→ **Stated task 1**: According to the textbook article, where was the training session held at which ministry specialists allegedly recommended the book?
→ **Stated task 2**: Write out everything in the textbook article from "Tyrone Reid, Enterprise" down to "the ministry yesterday.".

+++ Provided passage

Textbook battle - Education Ministry says controversial book not on its approved list - Teachers insist book was recommended at workshop staged by ministry
published: Thursday | November 1, 2007

Tyrone Reid, Enterprise Reporter

Officials from the Education Ministry have distanced the ministry from the controversial textbook that ostensibly presents homosexual unions as a viable family option, but the teachers from a prominent high school that uses the book are insisting that the book was recommended by technical experts from the ministry.

"The Ministry of Education wishes to advise that it does not endorse the text CSEC Home Economics and Beyond (Management) by Rita Dyer and Norma Maynard," read a section of a release issued by the ministry yesterday.

It added: "We wish to make it clear that the publication is neither recommended nor approved by the ministry for use in schools. We recognise the sensitivity and concern which parents would have with the publication of the named text."

The ministry also noted that the Education Act, 1980, gives it the responsibility to make regulations regarding the curriculum to be taught in public education institutions. Therefore, schools that wished to use books that are not on the approved list "must inform the Ministry of Education, in order for a thorough review of the book to be done prior to its placement on their schools' book lists. This procedure was not followed in the case of the book mentioned. Schools will be held accountable for breaches of these regulations," the release stated.

When The Gleaner visited the Ministry's website yesterday, the book was not on its 'Approved Textbooks List 2008-2009'.

Highly recommended

However the book is not on the ministry's approved list, a vice-principal from a school that uses the textbook told our news crew that the book was highly recommended by specialists from the ministry at a training session some two years ago at the Ministry's Caenwood Complex.

"If something is recommended at a Ministry of Education workshop, put on by experts, one would expect that they would have done their homework," the vice-principal said in response to the ministry's declaration.

When informed of the school's declaration late yesterday, the ministry was unable to respond immediately. The ministry's communication department is now investigating the school's claim and is scheduled to respond at a later date.

Yesterday, The Gleaner broke news that several secondary school teachers were currently caught in a bind trying to explain homosexual unions as a viable family option as presented in a textbook teachers said was recommended by the Ministry of Education. The controversial clause in the book reads: "When two women or two men live together in a relationship as lesbians or gays, they may be considered as a family. They may adopt children or have them through artificial insemination."

++++++
+++ Supplied records

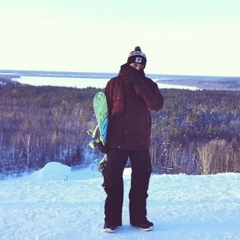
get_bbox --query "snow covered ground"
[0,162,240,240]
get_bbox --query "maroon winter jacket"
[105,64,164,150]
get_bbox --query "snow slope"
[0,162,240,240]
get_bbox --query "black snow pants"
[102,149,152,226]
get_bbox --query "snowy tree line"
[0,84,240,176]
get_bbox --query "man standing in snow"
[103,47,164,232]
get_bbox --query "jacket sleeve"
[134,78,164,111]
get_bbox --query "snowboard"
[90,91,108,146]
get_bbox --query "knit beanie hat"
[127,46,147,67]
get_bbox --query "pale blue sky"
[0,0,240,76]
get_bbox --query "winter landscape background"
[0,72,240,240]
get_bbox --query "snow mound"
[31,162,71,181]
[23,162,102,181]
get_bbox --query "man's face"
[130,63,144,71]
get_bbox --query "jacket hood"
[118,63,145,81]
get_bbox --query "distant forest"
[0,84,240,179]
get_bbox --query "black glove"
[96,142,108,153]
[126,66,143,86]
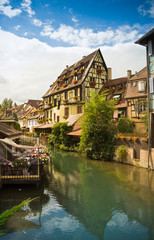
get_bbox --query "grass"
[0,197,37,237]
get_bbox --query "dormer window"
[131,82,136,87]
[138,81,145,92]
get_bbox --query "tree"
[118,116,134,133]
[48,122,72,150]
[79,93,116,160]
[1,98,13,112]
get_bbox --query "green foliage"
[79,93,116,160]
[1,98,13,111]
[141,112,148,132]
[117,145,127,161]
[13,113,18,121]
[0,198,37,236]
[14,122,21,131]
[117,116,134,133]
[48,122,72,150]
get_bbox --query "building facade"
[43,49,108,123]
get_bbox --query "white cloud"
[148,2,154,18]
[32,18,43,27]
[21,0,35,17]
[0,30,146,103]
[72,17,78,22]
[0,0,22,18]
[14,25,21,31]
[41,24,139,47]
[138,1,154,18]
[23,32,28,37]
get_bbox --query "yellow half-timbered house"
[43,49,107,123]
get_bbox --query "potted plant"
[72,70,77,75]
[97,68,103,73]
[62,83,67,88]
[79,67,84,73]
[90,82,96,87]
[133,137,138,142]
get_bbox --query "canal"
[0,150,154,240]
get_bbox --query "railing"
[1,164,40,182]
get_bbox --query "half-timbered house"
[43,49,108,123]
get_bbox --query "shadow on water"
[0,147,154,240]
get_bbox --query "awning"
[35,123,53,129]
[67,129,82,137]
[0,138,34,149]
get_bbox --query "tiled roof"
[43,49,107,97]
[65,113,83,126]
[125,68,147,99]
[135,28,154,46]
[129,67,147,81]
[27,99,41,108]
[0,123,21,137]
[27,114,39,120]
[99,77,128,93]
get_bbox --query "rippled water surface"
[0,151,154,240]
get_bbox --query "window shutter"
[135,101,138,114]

++++++
+++ Supplied records

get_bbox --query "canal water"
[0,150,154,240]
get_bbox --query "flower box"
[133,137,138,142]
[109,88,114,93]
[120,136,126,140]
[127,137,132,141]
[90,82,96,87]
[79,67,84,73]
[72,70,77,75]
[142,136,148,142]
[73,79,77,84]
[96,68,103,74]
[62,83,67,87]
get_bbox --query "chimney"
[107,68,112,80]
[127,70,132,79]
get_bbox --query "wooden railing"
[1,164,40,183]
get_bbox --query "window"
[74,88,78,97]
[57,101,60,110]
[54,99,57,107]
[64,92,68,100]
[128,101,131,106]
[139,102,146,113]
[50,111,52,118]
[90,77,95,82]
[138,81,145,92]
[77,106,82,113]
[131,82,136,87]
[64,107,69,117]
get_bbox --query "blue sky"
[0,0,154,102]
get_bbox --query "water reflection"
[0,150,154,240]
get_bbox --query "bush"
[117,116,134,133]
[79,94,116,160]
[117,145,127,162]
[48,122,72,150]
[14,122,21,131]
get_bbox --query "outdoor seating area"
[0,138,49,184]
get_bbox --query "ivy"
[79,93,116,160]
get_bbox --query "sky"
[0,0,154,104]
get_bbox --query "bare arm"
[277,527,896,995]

++++++

→ **Final result 1**: At the Ministry's Caenwood Complex.

→ **Final result 2**:
Tyrone Reid, Enterprise Reporter

Officials from the Education Ministry have distanced the ministry from the controversial textbook that ostensibly presents homosexual unions as a viable family option, but the teachers from a prominent high school that uses the book are insisting that the book was recommended by technical experts from the ministry.

"The Ministry of Education wishes to advise that it does not endorse the text CSEC Home Economics and Beyond (Management) by Rita Dyer and Norma Maynard," read a section of a release issued by the ministry yesterday.